§ The problem: Please restate each entry word for word.

===== Source records

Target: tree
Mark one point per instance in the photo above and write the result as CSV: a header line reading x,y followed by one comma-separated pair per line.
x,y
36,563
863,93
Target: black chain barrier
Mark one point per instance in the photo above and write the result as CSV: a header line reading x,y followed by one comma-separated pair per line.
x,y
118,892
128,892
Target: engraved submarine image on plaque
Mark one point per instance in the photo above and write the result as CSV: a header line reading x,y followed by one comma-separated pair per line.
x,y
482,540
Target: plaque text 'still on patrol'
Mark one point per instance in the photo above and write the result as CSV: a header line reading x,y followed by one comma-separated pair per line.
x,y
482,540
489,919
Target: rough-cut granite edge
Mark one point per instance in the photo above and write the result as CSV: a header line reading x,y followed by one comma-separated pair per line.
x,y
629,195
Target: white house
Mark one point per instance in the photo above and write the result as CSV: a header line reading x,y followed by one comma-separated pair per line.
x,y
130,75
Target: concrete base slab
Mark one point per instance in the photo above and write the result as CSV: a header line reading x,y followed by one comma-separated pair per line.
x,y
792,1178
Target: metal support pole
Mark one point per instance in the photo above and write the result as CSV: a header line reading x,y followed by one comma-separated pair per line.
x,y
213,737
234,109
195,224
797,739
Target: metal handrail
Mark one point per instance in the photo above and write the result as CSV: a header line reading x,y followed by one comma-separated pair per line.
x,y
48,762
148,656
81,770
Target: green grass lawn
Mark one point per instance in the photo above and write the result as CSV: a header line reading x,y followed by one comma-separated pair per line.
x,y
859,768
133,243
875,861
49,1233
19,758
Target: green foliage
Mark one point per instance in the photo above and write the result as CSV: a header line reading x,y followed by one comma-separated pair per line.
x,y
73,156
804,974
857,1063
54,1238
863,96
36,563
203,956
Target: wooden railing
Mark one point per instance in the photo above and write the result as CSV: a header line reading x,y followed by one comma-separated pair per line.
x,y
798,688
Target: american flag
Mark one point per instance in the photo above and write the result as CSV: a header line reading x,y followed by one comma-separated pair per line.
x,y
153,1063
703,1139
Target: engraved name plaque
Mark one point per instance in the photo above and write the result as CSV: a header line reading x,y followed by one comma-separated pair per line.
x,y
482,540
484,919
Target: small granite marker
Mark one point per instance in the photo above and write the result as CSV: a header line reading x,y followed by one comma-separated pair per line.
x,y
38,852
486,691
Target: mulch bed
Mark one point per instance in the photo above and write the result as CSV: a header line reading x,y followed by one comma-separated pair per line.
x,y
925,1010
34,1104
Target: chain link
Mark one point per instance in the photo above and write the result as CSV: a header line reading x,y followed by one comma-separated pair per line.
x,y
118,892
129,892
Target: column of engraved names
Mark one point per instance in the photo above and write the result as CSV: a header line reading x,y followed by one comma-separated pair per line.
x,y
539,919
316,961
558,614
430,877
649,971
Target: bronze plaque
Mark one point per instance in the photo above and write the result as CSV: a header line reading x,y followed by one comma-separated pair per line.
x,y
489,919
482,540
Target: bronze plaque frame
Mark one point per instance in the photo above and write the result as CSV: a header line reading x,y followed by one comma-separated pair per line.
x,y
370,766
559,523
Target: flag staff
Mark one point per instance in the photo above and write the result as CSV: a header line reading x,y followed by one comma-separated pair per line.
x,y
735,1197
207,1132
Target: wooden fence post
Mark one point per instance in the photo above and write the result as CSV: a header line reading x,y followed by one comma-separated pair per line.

==========

§ Response to the task:
Target: tree
Mark one point per instance in the photo above and write the result as CSV: a header line reading x,y followed by one comma-separated pair per line.
x,y
36,563
863,93
Target: black chain barrier
Mark one point per instance in the photo above and write the result as CSV: a header line reading x,y followed by one comma-separated pair per line.
x,y
118,892
128,892
Target: engraved submarine image on plaque
Mark one point per instance in the photo above and write the result as CSV: a header line reading x,y followed by one comma-separated pair per line.
x,y
482,540
Target: plaque text 'still on patrol'
Mark one point per instance in the photo above and write the result as CSV: a header line reading x,y followed by one comma-separated pair per line.
x,y
482,540
489,919
Target: rough-cut granite edge
Mark one point per instance in the photo above and write the result as CSV: a header line reading x,y followed by one comma-separated pair per line.
x,y
629,195
Target: white house
Mark one point per instance in the photo above and write the result as CSV: a header line reading x,y followed by one comma-separated pair per line.
x,y
130,75
Target: concrete base slab
Mark one point per instance in the photo above and write the result as CSV: a header line reading x,y followed by one comma-separated pair per line.
x,y
792,1178
Target: metal support pole
Mark one point per instance in the photo above and write the result as CSV: a header line reading x,y followed by one comma-separated pair per line.
x,y
213,737
234,109
195,224
797,739
Target: metal handrail
Mark one point per instance in the photo above and write the result as CSV: a header line reading x,y followed by one comma-separated pair per line.
x,y
48,762
148,656
81,770
Target: green grass lawn
Mark one point per instance in the photo above and write the result as CSV: a header line reading x,y followed by one comma-separated pair per line.
x,y
859,768
133,243
875,861
49,1233
19,758
Target: green foliage
Mark one point per instance in the photo above and write the result as CSV: a header line reading x,y followed by one comma-separated pair per line.
x,y
73,156
804,974
857,1063
54,1238
863,96
36,563
203,956
Target: wooden railing
Mark one point per instance in the photo above and write the result as CSV: a header line reading x,y followed by one comma-separated pair per line.
x,y
798,688
Target: american flag
Mark one point per instance in the photo above and write the result as CSV: a header line reading x,y followed by one comma-separated pair per line.
x,y
153,1063
703,1139
Target: engraved name plaque
Mark one point per instance in the photo above and write the result as CSV: a header line reading x,y followed by one comma-separated pair per line.
x,y
482,540
484,919
Target: small granite marker
Mark one point per instance in the photo above and write the result as CSV: a header line reading x,y followed by one comma-separated pair per line.
x,y
38,852
486,691
Target: mulch bed
Mark one point per instance in the photo above and write the result as CSV: a header line reading x,y followed by one comma-separated pair per line.
x,y
925,1010
34,1104
Target: chain link
Mark one point per instance in the photo above and write the result as CSV: a header line reading x,y followed by one comma-separated pair per line.
x,y
118,892
129,892
Target: column of engraved names
Mark one point per instance in the photo above and write the result as CSV: a header line reading x,y followed by one comma-separated pair per line.
x,y
539,919
316,961
558,614
430,877
649,971
Target: bronze plaque
Mark one point per instance in the photo above and write the result as CSV: a header line reading x,y followed by one comma-separated pair per line.
x,y
489,919
482,540
Target: bronze plaque frame
Mark one point per instance in the photo above and write the result as CSV: a header line reading x,y followed by one comma-separated pair per line.
x,y
370,766
559,523
Target: flag staff
Mark one point per instance in the photo above and write the result as CSV: a header line reading x,y followed by one comma-separated pair per line.
x,y
735,1197
207,1132
Target: wooden fence post
Mark one point per instance in the photo above and write the result as CSV: a header line reading x,y followed by one comma-separated pair per line.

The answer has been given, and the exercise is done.